(PROMPT)
Transcribe the data that follows. Match it character for character.

(PROVIDED INFORMATION)
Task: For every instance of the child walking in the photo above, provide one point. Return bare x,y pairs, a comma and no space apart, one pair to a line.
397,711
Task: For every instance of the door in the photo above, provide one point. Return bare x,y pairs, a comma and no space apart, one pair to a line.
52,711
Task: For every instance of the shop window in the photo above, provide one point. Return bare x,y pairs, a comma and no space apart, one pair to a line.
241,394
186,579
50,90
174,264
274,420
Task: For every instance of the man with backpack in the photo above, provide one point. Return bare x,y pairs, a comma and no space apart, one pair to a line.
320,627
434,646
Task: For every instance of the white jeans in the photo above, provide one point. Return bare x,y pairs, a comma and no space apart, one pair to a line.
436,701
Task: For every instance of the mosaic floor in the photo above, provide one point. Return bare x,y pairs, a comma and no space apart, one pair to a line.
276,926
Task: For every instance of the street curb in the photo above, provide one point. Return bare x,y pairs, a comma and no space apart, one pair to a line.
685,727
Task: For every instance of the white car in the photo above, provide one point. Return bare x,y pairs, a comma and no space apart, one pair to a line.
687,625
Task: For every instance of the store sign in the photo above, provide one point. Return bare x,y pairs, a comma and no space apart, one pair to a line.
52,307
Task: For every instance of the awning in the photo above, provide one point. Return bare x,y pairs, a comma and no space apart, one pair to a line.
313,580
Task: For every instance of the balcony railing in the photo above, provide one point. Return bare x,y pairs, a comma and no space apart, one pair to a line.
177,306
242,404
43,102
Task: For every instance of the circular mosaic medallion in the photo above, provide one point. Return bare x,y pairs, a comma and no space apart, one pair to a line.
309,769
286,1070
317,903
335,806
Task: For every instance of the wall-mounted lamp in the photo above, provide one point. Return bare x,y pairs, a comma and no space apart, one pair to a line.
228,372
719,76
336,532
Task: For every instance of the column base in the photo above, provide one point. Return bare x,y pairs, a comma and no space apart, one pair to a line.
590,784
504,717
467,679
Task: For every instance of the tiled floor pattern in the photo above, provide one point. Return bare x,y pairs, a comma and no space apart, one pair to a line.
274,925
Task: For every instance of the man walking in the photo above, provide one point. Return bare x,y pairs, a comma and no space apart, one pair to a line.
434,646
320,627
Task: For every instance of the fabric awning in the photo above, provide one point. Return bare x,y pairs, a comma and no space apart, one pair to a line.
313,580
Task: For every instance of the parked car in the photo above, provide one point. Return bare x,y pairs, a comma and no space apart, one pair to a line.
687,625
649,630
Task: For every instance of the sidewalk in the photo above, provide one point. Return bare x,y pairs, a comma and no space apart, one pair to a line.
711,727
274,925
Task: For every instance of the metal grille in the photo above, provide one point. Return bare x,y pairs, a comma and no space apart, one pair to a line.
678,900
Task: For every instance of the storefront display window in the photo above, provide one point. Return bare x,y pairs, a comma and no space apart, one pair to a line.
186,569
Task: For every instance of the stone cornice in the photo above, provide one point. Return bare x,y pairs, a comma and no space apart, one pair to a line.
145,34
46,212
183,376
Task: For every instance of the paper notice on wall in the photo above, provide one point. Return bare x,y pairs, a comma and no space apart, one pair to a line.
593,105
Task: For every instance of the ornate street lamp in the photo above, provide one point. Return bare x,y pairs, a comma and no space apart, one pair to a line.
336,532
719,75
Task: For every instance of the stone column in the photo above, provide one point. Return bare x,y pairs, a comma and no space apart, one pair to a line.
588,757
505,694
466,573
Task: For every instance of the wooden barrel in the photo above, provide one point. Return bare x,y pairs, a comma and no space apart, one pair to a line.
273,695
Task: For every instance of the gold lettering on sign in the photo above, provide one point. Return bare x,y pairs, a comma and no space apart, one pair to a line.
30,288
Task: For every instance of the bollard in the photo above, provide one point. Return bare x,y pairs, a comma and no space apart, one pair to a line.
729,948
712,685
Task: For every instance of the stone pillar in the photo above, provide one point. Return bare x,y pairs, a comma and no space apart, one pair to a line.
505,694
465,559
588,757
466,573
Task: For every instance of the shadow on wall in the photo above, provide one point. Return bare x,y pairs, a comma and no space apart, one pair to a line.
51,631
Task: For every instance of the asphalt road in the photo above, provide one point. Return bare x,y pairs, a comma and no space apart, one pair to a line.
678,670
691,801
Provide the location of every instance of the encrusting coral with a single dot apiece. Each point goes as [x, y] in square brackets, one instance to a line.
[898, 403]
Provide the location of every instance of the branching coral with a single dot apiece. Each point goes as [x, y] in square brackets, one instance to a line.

(SOLVED PROBLEM)
Task: For every instance of the child walking in the photo above, provide one point. Return bare x,y pairs, a comma and no space apart, one pair to a line.
397,711
Task: For every instance of the door in the photo above, provide one point. Return bare x,y pairs, a comma and no space apart, one pair to a line.
52,711
Task: For every instance of the shop window in the photo above, provide one point. Return bare x,y pairs, a comma and no space apart, one pair to a line.
241,394
186,579
50,90
174,264
274,420
Task: For every instance of the man with backpack in the photo above, provide one point. Return bare x,y pairs, a comma and no space apart, one pair to a line.
320,627
434,646
Task: For every instance of the white jeans in the photo above, provide one point. Return bare x,y pairs, a comma and no space apart, one pair to a line.
436,701
Task: For every instance of the mosaic floor in the photo above, provide one point. Return bare x,y pairs, a comma and no space apart, one pair to a line.
276,926
Task: For every instance of the street curb in the photo above, provide one point. Return bare x,y pairs, a comma and no space apart, one pair to a line.
685,727
Task: For every instance of the white car in the photo above, provide one point. Return bare x,y pairs, a comma and no space apart, one pair to a line.
687,625
Task: For every instance of the store sign in the photo above, provide one point. Return bare x,y pairs, a comma and no space apart, one pair to a line.
52,307
Task: For every instance of the awning in the photo above, provide one point. Return bare x,y pairs, a comma and no space apart, one pair to a line.
313,580
Task: For every instance of the balcony railing in the photo above, provide one point. Return bare x,y pairs, a comma and no space apart, one pair to a line.
177,306
242,404
43,102
Task: For every instance of the circular mosaic medallion in the photo above, provide one point. Return bare x,y pairs, a comma and no space apart, one pair to a line.
309,769
286,1070
317,903
335,806
Task: For every instance of the wall-mounted lamp in the photo above, provide one point. Return bare x,y pairs, a comma and no space apart, one pair to a line.
228,372
719,76
336,532
Task: For every instance of the column base in the photo above, provide one point. Return bare x,y pairs, a comma and no space apart, one pair to a line.
590,784
504,717
467,679
Task: For every instance of the tiled floor pattern in the photo above, provide one point. Return bare x,y pairs, a comma and no space apart, one pair to a line.
274,925
Task: For every instance of the man walking in the photo above, provide one point. Return bare x,y pairs, a comma and no space apart, one pair to a line.
434,646
320,627
Task: For every instance of the fabric awning in the photo above, provide one point. Return bare x,y pairs, a comma and no space apart, one pair to a line.
313,580
Task: For every instance of the parked car in the photo above, provide one point. Return bare x,y pairs, a comma and no space apart, one pair to a line.
687,625
649,630
Task: For every instance of the sidewalk in the photo above, provide one point. Return bare x,y pairs, a comma and no space apart, one pair to a line.
711,727
274,925
Task: For every instance of the metal grille in the photo above, provide one point. Return bare x,y pairs, a comma and no space apart, one pair to a line.
678,900
Task: For every instance of the storefront display window in the photo above, provide one point. Return bare x,y pairs, a comma and no space apart, one pair to a line.
186,569
Task: For every instance of the stone cornice in the photo above, provide one point. Return bare x,y pairs, a comma and no space apart, one pair to a line.
145,34
46,212
183,376
Task: For every instance of the paper notice on wall in the photo above, provide one point. Return bare x,y pairs, a comma and no space apart, one pair to a line.
593,105
Task: For every instance of the ornate street lamp in the photo above, provide one point. Return bare x,y pairs, a comma and no space apart, one pair to a line.
336,532
719,75
Task: For every instance of the stone column in the photo above, provide one point. Return bare x,y pairs, a comma and no space apart, one pair to a line.
588,757
505,694
466,573
Task: For every instance of the wooden barrel in the photo above, provide one point. Return bare x,y pairs, a comma and no space apart, one pair to a line.
273,695
Task: For every instance of the gold lettering on sign in the photo above, provide one point. Return bare x,y pairs, a comma and no space apart, one pair to a line.
30,288
Task: For every instance of the bollard in the photo above, provide one point. Return bare x,y pairs, a comma and no space apart, one pair to a line.
729,948
712,685
Task: For every instance of the stone pillar in the photo above, provide one point. Return bare x,y pairs, a comma and no space apart, one pair to a line.
505,694
465,559
588,757
466,573
Task: For every instance of the shadow on wall in the photo above, provide one point. Return bare x,y pairs, a comma and no space apart, one pair to a line.
51,631
Task: For every instance of the asphalt road in the photo above, provide one point. Return bare x,y pairs, a comma and no space apart, one pair to a line.
678,670
691,801
Provide the location of every instance of the encrusting coral with a single dot apiece. Each point goes as [x, y] in square brackets, one instance to a line.
[898, 403]
Provide the location of every instance of the branching coral with a single dot apiece. Each point goes as [x, y] in square brackets, one instance to a line.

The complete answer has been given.